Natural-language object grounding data
——

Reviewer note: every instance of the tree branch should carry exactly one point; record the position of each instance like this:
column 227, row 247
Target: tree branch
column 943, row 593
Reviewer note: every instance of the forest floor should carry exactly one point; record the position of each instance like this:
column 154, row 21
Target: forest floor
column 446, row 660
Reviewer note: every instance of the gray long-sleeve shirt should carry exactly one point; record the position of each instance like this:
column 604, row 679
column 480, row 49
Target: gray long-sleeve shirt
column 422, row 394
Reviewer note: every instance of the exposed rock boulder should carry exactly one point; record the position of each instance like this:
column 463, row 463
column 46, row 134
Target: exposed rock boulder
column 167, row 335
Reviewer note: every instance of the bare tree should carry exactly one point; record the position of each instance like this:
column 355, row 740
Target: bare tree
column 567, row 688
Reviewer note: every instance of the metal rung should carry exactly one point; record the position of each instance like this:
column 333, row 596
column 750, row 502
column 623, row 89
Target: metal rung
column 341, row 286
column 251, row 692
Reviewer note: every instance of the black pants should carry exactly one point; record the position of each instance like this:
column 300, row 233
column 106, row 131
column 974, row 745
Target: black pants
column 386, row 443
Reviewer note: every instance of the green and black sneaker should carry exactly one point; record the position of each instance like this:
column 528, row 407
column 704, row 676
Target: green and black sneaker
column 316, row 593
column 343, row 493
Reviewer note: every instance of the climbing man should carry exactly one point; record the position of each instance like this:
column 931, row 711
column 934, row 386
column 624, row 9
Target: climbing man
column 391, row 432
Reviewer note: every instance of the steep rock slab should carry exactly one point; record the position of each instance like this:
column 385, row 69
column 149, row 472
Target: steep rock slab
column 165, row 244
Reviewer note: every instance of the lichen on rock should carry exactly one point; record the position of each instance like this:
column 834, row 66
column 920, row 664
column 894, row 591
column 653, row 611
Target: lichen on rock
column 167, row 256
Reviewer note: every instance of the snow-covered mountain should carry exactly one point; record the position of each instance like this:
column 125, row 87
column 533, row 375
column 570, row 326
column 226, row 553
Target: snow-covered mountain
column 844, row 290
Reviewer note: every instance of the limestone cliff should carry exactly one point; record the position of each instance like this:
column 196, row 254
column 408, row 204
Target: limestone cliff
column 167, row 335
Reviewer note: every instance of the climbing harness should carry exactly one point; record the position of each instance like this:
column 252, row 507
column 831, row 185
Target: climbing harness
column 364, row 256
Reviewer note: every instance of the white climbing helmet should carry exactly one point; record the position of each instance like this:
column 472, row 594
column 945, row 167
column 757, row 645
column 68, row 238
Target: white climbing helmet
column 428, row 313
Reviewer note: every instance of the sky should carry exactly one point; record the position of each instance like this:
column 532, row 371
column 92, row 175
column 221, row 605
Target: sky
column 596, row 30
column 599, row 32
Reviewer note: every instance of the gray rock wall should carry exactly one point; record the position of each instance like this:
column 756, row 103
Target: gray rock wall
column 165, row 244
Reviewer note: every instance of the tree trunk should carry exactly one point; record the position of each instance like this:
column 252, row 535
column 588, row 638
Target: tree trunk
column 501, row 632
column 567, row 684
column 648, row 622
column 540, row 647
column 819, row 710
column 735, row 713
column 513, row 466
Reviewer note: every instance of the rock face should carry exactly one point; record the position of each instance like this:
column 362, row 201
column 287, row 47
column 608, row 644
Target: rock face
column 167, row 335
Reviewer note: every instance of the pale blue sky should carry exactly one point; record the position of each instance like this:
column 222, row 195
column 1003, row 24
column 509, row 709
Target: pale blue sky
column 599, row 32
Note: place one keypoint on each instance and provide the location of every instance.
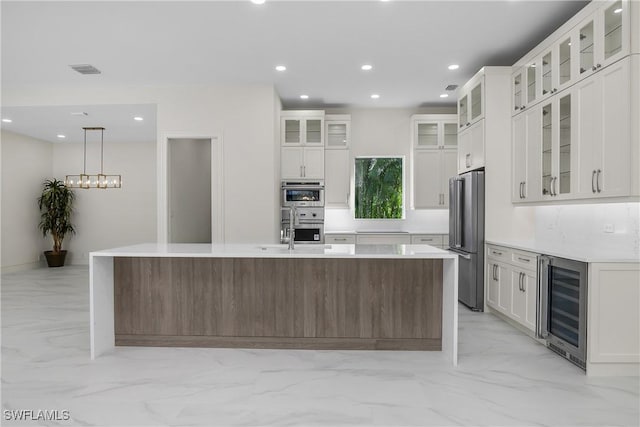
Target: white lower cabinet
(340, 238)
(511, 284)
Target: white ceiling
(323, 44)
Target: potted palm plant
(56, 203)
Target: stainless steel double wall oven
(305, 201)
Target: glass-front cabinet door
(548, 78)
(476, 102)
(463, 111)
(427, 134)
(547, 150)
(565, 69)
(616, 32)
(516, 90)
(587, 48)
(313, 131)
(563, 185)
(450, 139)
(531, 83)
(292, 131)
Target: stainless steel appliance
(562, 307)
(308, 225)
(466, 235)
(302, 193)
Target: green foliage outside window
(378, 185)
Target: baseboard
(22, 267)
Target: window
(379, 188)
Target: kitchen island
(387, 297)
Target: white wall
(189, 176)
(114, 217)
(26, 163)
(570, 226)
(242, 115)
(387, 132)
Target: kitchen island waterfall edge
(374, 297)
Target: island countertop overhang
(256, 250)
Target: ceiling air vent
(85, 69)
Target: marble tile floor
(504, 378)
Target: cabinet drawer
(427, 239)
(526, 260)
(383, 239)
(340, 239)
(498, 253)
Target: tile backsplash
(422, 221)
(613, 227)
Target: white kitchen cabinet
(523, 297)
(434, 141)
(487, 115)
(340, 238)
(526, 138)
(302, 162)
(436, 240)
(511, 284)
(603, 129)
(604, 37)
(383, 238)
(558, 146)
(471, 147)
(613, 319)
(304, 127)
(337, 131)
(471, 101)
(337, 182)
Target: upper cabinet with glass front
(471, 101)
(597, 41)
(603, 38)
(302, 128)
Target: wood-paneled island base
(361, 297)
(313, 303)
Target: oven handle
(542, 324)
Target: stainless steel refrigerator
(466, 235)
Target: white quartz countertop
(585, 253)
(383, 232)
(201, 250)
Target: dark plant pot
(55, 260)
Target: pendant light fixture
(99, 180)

——

TASK STATEMENT.
What is needed is a word-for-word copy of the data, minus its pictures.

RESPONSE AREA.
Reviewer note: every instance of the tree branch should carry exactly one point; record the position of each instance like this:
column 227, row 247
Target: tree branch
column 943, row 593
Reviewer note: every instance of the forest floor should carry exactly one point; record the position of each instance like this:
column 154, row 21
Target: forest floor
column 446, row 660
Reviewer note: every instance of the gray long-sleeve shirt should carry exactly one point; record the position of each instance like this:
column 604, row 679
column 480, row 49
Target: gray long-sleeve shirt
column 422, row 394
Reviewer note: every instance of the exposed rock boulder should carry exactly one point; record the position of each instance like this:
column 463, row 463
column 46, row 134
Target: exposed rock boulder
column 167, row 335
Reviewer note: every instance of the bare tree should carry exactly one point; record the position of each instance like this:
column 355, row 740
Target: bare tree
column 567, row 688
Reviewer note: every instance of the metal rung should carry exactly one point; record the position of each instance like this:
column 333, row 596
column 750, row 502
column 623, row 89
Target: metal rung
column 341, row 286
column 251, row 692
Reviewer note: every instance of the black pants should carry exactly one point; record the position of each instance like this:
column 300, row 233
column 106, row 131
column 974, row 745
Target: black pants
column 386, row 443
Reviewer note: every instance of the green and black sneaker should carry exactly one point; record the position of each instance like this:
column 528, row 407
column 704, row 676
Target: green and black sneaker
column 316, row 593
column 343, row 493
Reviewer note: every instance of the climbing man should carry exactly one point; record the position of each instance like this:
column 931, row 711
column 934, row 386
column 624, row 9
Target: climbing man
column 391, row 432
Reviewer note: every instance of the steep rock slab should carry exactly one point; record the position of each instance like this:
column 385, row 69
column 149, row 472
Target: steep rock slab
column 165, row 244
Reviewer note: every instance of the lichen on rock should carry exactly one point; record the position of each instance like this:
column 834, row 66
column 920, row 664
column 894, row 591
column 653, row 611
Target: lichen on rock
column 167, row 256
Reviewer note: every instance of the snow-covered mountain should carry exactly one point; record the position of each instance like this:
column 125, row 87
column 533, row 375
column 570, row 326
column 226, row 553
Target: snow-covered mountain
column 844, row 290
Reviewer note: every instance of the limestone cliff should carry exactly one point; record the position of each instance like this:
column 196, row 254
column 408, row 204
Target: limestone cliff
column 167, row 335
Reviewer note: every instance of the climbing harness should carry exactly one point; record the position of each instance like this:
column 252, row 507
column 831, row 185
Target: climbing harness
column 364, row 256
Reviewer note: every instance of the white climbing helmet should carry exactly one point; record the position of each instance like this:
column 472, row 594
column 945, row 167
column 757, row 645
column 68, row 238
Target: white climbing helmet
column 428, row 313
Reviewer note: every instance of the sky should carry exactly one point; record the position of each instance like this:
column 532, row 371
column 92, row 175
column 221, row 605
Target: sky
column 596, row 30
column 599, row 32
Reviewer note: every instance of the gray rock wall should carry exactly one point; record the position of each instance like this:
column 756, row 103
Target: gray rock wall
column 165, row 244
Reviewer note: every instance of the tree trunk should carry exactly one point; record the position of each instance like this:
column 252, row 535
column 588, row 638
Target: tree trunk
column 501, row 632
column 567, row 684
column 648, row 622
column 540, row 647
column 819, row 710
column 735, row 713
column 513, row 466
Reviewer note: every instance of the rock face should carry exactly one point; record the position of each instance like this:
column 362, row 201
column 287, row 47
column 608, row 644
Target: rock face
column 167, row 335
Reviewer note: every instance of the pale blue sky should carry exactly one point; record the position of each instance like this:
column 222, row 195
column 1003, row 24
column 509, row 709
Target: pale blue sky
column 599, row 32
Note: place one keypoint on each instance and provide the location of every instance.
Target: white lower cabinet
(340, 238)
(511, 284)
Target: white ceiling
(323, 44)
Target: potted palm plant
(56, 203)
Target: stainless steel double wall oven
(305, 201)
Target: glass-front cabinet door
(548, 78)
(476, 102)
(463, 111)
(427, 134)
(547, 150)
(565, 69)
(616, 32)
(516, 90)
(587, 48)
(313, 131)
(563, 185)
(450, 139)
(531, 83)
(292, 131)
Target: stainless steel appliance
(562, 307)
(308, 225)
(466, 235)
(302, 193)
Target: green foliage outside window
(378, 185)
Target: baseboard
(22, 267)
Target: window
(379, 188)
Target: kitchen island
(387, 297)
Target: white wall
(189, 176)
(114, 217)
(26, 163)
(570, 226)
(242, 115)
(387, 132)
Target: kitchen island waterfall edge
(374, 297)
Target: island countertop overhang
(256, 250)
Target: ceiling air vent
(85, 69)
Target: marble tile floor
(504, 378)
Target: cabinet drawer
(427, 239)
(526, 260)
(383, 239)
(340, 239)
(498, 253)
Target: tile backsplash
(422, 221)
(613, 227)
Target: white kitchen cabinet
(523, 297)
(434, 141)
(487, 115)
(340, 238)
(526, 138)
(302, 162)
(436, 240)
(511, 284)
(603, 129)
(604, 37)
(383, 238)
(558, 146)
(471, 147)
(613, 319)
(304, 127)
(337, 131)
(471, 101)
(337, 182)
Target: upper cabinet with glass front
(471, 101)
(597, 41)
(603, 38)
(302, 128)
Target: wood-paneled island base
(361, 297)
(313, 303)
Target: oven handle
(542, 324)
Target: stainless steel refrigerator
(466, 235)
Target: white quartz countertop
(585, 253)
(383, 232)
(201, 250)
Target: dark plant pot
(55, 260)
Target: pendant light fixture
(99, 180)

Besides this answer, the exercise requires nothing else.